━━━━━ RECORDS SHOWN

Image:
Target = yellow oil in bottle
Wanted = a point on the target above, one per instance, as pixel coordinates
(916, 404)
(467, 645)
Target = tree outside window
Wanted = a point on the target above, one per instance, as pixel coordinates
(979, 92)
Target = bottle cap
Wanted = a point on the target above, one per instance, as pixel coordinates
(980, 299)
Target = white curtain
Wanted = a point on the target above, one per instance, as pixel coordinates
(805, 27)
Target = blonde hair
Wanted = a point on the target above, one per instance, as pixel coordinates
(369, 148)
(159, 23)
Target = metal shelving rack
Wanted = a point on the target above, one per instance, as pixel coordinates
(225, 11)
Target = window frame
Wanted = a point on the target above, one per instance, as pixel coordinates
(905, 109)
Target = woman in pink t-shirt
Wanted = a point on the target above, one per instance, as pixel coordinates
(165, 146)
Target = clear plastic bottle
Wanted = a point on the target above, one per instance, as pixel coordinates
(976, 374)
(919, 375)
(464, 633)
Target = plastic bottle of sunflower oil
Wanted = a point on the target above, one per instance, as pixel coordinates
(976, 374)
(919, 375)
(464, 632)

━━━━━━━━━━
━━━━━ RECORDS SHOWN

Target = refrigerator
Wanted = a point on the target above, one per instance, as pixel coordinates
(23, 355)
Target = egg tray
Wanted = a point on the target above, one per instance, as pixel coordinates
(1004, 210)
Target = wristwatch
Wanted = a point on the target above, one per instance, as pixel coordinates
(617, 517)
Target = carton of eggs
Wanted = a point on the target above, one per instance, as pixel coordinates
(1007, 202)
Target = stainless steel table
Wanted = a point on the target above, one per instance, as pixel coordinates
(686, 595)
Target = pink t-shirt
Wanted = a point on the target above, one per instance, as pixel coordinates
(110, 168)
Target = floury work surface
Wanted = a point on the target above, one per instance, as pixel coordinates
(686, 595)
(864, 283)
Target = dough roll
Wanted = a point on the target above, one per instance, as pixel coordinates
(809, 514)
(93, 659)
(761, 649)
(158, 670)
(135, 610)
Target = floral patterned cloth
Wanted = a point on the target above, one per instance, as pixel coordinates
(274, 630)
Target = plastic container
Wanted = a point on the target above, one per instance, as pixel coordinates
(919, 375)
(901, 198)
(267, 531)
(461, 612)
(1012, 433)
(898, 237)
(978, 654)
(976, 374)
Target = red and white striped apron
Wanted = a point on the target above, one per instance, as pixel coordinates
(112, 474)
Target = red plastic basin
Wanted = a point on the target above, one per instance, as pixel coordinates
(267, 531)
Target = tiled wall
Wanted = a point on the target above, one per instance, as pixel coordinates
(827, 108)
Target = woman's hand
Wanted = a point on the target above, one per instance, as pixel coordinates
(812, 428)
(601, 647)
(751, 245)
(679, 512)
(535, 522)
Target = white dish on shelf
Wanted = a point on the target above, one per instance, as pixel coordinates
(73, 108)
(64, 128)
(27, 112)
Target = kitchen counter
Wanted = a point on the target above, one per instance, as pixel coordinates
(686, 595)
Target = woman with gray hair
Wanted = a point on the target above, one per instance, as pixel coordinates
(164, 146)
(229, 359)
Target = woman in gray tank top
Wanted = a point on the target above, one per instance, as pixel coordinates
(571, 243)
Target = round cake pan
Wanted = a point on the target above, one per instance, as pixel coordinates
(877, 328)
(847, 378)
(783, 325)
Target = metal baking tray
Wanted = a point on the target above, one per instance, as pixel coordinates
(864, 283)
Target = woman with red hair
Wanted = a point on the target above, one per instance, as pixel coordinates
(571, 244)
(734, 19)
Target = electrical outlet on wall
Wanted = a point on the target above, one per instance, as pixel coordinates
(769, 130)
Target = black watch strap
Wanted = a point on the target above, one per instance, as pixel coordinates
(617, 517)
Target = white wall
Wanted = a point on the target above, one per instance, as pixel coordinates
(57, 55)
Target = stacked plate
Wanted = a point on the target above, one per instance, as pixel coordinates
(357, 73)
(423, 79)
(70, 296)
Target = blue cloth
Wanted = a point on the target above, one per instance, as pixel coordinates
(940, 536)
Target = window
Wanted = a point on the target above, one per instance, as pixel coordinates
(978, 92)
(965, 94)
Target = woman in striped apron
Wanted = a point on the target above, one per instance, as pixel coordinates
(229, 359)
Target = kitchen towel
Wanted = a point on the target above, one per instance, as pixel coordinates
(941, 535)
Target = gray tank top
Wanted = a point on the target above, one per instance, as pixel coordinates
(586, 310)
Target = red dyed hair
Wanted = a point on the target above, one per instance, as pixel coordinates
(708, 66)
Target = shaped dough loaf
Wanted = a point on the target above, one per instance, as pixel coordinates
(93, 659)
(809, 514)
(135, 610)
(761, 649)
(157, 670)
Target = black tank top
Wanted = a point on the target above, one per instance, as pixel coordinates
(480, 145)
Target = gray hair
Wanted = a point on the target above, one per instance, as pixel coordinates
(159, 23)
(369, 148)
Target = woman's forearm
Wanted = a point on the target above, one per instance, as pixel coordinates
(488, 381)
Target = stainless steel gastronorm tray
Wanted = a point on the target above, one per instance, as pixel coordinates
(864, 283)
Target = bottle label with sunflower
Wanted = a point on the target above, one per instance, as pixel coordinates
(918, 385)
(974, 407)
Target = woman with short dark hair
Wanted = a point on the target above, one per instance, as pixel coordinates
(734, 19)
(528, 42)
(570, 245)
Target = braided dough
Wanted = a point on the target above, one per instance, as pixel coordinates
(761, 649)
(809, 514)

━━━━━━━━━━

§ YOUR OBJECTIVE
Find every line in the records above that contains the word "apron" and copy each of those lines.

§ SOLUTION FOR THIS EXERCISE
Target = red and white striped apron
Target = woman in striped apron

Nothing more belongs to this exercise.